* The task:
Please update the lines from the start of the records through the line that contains "[178,81,248,134]" by replacing "duck" with "goose", and return only those lines with nothing else changed.

========================================

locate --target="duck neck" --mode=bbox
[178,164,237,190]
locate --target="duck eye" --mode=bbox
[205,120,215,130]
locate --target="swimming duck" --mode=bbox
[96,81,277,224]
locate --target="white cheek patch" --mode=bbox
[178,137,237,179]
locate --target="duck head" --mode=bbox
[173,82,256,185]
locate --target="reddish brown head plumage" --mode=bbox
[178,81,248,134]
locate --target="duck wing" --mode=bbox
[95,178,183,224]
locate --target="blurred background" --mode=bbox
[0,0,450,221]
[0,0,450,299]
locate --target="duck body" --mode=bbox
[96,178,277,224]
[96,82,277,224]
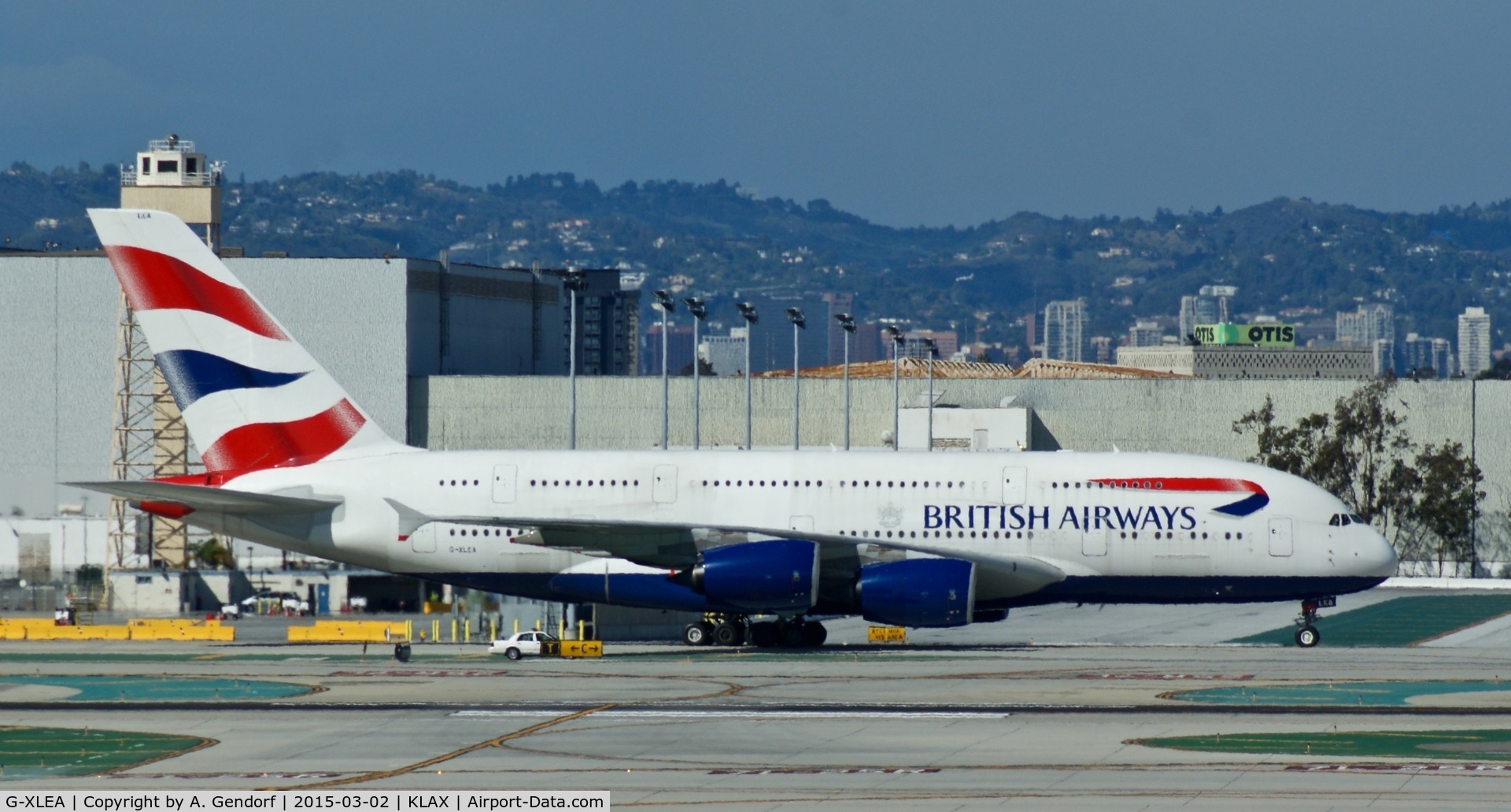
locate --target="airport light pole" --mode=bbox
[562,268,588,448]
[734,302,760,452]
[787,308,808,452]
[682,297,708,452]
[887,324,903,452]
[656,290,677,452]
[923,338,940,452]
[834,312,855,452]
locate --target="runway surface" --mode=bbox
[9,592,1511,810]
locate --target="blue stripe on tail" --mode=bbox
[157,350,310,409]
[1212,493,1269,516]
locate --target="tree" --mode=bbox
[1233,380,1485,574]
[1233,380,1411,521]
[194,539,236,569]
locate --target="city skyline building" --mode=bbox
[1334,302,1396,376]
[1401,332,1454,378]
[1127,320,1165,347]
[1044,299,1086,362]
[1458,308,1494,378]
[1180,286,1237,341]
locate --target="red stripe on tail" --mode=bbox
[104,246,289,340]
[1091,477,1265,493]
[199,398,368,471]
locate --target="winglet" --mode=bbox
[382,496,435,542]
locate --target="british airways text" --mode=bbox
[923,504,1197,530]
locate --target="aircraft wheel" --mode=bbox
[749,620,780,649]
[682,620,713,646]
[713,623,745,646]
[1296,623,1322,649]
[777,623,804,649]
[803,620,829,646]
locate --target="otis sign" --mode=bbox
[1192,324,1296,347]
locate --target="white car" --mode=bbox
[488,631,556,659]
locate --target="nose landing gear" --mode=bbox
[682,611,828,649]
[1296,596,1337,649]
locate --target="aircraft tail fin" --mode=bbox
[89,209,406,471]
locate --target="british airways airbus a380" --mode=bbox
[71,210,1396,646]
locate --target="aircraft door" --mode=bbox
[1081,526,1110,557]
[493,465,519,503]
[1269,519,1292,557]
[652,465,677,504]
[1002,468,1029,504]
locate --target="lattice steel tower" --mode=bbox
[105,136,225,582]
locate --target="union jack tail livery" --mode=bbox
[89,209,405,472]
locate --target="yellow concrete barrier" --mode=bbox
[0,618,57,640]
[130,623,236,641]
[562,640,603,656]
[0,618,236,641]
[866,626,908,643]
[26,626,131,640]
[289,620,409,643]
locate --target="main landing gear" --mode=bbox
[682,611,828,649]
[1296,596,1337,649]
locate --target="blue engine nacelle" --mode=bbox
[857,559,976,626]
[690,539,819,611]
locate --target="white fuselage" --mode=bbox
[190,452,1396,600]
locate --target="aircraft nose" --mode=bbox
[1355,526,1399,578]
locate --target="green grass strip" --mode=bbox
[0,674,310,702]
[1133,730,1511,761]
[0,726,212,781]
[1169,679,1511,708]
[1228,595,1511,648]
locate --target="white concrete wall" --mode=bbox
[110,572,183,618]
[0,516,107,581]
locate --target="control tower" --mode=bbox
[105,136,225,570]
[121,135,225,253]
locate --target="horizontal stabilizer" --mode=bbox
[66,482,342,516]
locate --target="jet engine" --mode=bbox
[688,539,819,611]
[855,559,976,626]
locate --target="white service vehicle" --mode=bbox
[488,631,556,659]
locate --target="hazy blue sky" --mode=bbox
[0,0,1511,225]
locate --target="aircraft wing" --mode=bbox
[65,480,342,516]
[384,500,1070,598]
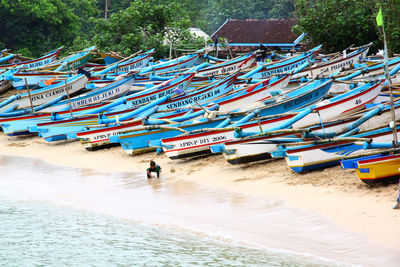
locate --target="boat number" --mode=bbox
[212,136,226,142]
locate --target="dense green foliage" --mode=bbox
[84,0,203,57]
[295,0,400,53]
[0,0,400,57]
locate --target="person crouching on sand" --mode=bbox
[147,161,161,179]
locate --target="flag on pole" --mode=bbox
[376,7,383,27]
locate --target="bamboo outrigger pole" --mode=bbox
[376,7,398,148]
[24,78,34,113]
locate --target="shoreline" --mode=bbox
[0,134,400,254]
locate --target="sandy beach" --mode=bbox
[0,134,400,255]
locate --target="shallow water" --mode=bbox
[0,156,396,266]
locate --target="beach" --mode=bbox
[0,134,400,266]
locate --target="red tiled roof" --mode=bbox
[211,19,298,43]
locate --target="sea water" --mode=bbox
[0,156,395,266]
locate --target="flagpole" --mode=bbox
[376,8,398,148]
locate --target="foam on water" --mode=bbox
[0,156,396,266]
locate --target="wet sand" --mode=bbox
[0,134,400,253]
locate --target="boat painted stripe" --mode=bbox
[315,82,382,113]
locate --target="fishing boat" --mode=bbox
[120,79,332,157]
[0,47,63,70]
[293,43,372,79]
[220,79,382,164]
[0,74,88,117]
[342,154,400,184]
[38,74,237,144]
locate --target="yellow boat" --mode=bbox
[356,154,400,184]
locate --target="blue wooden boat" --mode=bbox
[110,79,332,154]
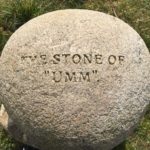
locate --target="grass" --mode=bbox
[0,0,150,150]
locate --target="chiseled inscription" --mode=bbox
[21,54,125,83]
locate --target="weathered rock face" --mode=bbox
[0,10,150,150]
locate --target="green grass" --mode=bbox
[0,0,150,150]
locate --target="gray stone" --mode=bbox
[0,10,150,150]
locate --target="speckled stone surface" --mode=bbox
[0,10,150,150]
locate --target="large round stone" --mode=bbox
[0,10,150,150]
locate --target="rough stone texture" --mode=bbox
[0,10,150,150]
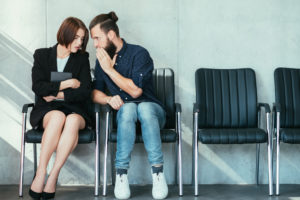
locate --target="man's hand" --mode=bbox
[107,95,124,110]
[96,48,117,74]
[67,78,80,89]
[43,96,56,102]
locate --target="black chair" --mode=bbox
[273,68,300,195]
[193,69,273,196]
[19,103,100,197]
[103,68,183,196]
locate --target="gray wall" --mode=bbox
[0,0,300,184]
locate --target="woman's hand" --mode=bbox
[59,78,80,91]
[68,78,80,89]
[43,96,56,102]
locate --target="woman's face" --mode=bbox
[69,28,84,53]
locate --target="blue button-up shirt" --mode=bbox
[94,40,163,110]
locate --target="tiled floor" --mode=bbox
[0,185,300,200]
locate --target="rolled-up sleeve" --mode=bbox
[93,60,105,92]
[131,49,153,88]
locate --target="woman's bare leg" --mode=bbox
[31,110,66,192]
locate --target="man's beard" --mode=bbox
[104,40,117,59]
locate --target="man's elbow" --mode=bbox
[130,88,143,99]
[91,90,97,103]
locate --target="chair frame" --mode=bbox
[19,103,100,197]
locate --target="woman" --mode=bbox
[29,17,91,199]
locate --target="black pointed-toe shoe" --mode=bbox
[42,192,55,199]
[29,189,42,200]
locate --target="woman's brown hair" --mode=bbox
[57,17,89,52]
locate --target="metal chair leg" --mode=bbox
[33,143,37,173]
[95,112,100,196]
[193,112,198,196]
[177,113,183,196]
[256,144,260,185]
[110,142,116,185]
[102,112,109,196]
[19,113,27,197]
[267,113,273,195]
[174,140,179,185]
[276,112,280,195]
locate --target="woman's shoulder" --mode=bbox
[34,47,53,57]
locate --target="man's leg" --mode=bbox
[114,103,137,199]
[138,102,168,199]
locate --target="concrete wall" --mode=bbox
[0,0,300,184]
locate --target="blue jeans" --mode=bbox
[115,102,166,169]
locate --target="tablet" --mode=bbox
[50,72,72,82]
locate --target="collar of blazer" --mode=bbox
[48,44,76,72]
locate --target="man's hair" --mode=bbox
[57,17,89,52]
[89,11,120,37]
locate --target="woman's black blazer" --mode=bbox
[30,44,91,127]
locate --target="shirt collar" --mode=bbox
[118,38,127,57]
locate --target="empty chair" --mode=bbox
[193,68,273,196]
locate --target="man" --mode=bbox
[89,12,168,199]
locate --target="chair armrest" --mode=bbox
[272,103,281,112]
[257,103,271,113]
[94,103,100,113]
[22,103,34,113]
[193,103,200,113]
[104,104,113,113]
[175,103,181,113]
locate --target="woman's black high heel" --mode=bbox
[29,174,42,200]
[29,189,42,200]
[42,192,55,199]
[42,179,58,199]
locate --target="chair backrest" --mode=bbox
[195,68,257,128]
[274,68,300,128]
[152,68,175,129]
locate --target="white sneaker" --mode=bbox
[114,174,130,199]
[152,172,168,199]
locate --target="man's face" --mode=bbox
[91,25,117,58]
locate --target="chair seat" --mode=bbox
[25,128,95,144]
[280,128,300,144]
[109,129,177,143]
[198,128,268,144]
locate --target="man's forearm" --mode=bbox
[107,69,143,98]
[92,90,111,104]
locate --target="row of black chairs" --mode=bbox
[19,68,300,196]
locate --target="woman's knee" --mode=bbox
[65,114,85,129]
[43,110,66,128]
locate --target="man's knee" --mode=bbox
[137,102,158,122]
[117,103,137,122]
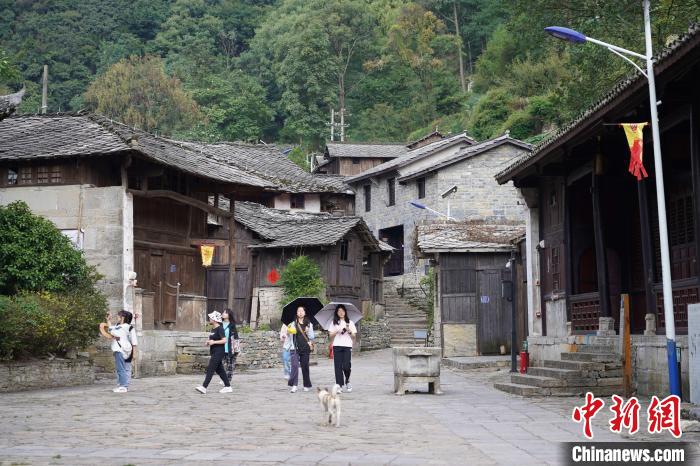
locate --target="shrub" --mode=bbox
[0,289,107,359]
[280,256,326,304]
[0,201,94,295]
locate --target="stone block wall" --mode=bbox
[353,144,526,275]
[527,335,690,400]
[0,185,133,312]
[0,358,95,393]
[358,320,391,351]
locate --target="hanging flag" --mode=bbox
[200,244,214,267]
[620,123,649,181]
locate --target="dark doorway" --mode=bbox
[379,225,403,277]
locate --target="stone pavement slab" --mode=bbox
[0,351,700,466]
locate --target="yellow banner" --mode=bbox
[200,244,214,267]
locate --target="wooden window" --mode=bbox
[340,239,350,261]
[19,167,32,184]
[289,194,304,209]
[36,166,49,184]
[386,178,396,205]
[7,168,18,185]
[416,178,425,199]
[49,165,63,183]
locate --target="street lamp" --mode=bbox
[408,201,454,220]
[545,0,681,396]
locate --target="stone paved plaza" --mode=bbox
[0,350,700,465]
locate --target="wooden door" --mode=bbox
[477,269,511,354]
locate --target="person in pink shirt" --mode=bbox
[328,304,357,392]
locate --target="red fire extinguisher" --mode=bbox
[520,340,530,374]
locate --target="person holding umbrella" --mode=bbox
[328,304,357,392]
[287,306,315,393]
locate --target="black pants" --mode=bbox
[224,353,238,383]
[287,351,311,388]
[202,351,231,388]
[333,346,352,387]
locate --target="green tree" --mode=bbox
[280,256,326,304]
[85,56,199,135]
[0,201,96,295]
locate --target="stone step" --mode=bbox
[493,382,547,396]
[561,352,620,362]
[543,360,605,371]
[527,367,581,380]
[510,371,566,387]
[574,345,617,354]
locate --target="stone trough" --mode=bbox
[393,346,442,395]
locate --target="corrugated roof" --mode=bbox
[234,202,381,251]
[415,221,525,252]
[347,133,474,183]
[496,23,700,183]
[326,142,408,159]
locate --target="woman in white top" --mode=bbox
[328,304,357,392]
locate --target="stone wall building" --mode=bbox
[347,133,530,284]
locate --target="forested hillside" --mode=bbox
[0,0,700,150]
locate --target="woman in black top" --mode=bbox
[195,311,233,394]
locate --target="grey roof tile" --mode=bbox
[326,142,408,159]
[415,221,525,252]
[496,23,700,183]
[234,201,383,251]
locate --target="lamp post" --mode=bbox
[545,0,681,396]
[408,201,454,220]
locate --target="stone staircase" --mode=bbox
[384,286,428,346]
[494,345,623,396]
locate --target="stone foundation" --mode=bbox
[0,358,95,393]
[527,335,689,400]
[358,320,391,351]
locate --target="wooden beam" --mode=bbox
[128,189,233,218]
[190,238,229,247]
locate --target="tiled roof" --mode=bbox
[496,23,700,183]
[399,134,532,181]
[415,221,525,252]
[347,133,474,183]
[326,142,408,159]
[0,114,349,193]
[175,142,349,193]
[234,202,381,251]
[0,89,24,120]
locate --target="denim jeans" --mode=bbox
[114,351,130,387]
[282,350,292,376]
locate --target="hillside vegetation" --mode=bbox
[0,0,700,150]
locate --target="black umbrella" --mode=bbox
[282,297,323,325]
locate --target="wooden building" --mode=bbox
[312,142,408,176]
[415,221,527,357]
[0,114,360,330]
[497,25,700,337]
[228,202,391,324]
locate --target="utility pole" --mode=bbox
[41,65,49,114]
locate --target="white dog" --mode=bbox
[316,384,340,427]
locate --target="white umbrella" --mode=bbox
[314,303,362,330]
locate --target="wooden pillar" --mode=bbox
[228,195,236,309]
[637,179,656,314]
[591,153,612,317]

========================================

* Complete answer:
locate --target="goose neck" --mode=bbox
[178,164,237,190]
locate --target="goose eye" --mode=bbox
[205,120,215,130]
locate --target="swimming goose" --mode=bbox
[96,81,277,224]
locate --target="white cheek patch" --mode=bbox
[178,137,237,179]
locate --target="goose head" --mode=bbox
[173,82,256,185]
locate --target="reddish brown head plumage" --mode=bbox
[178,81,248,134]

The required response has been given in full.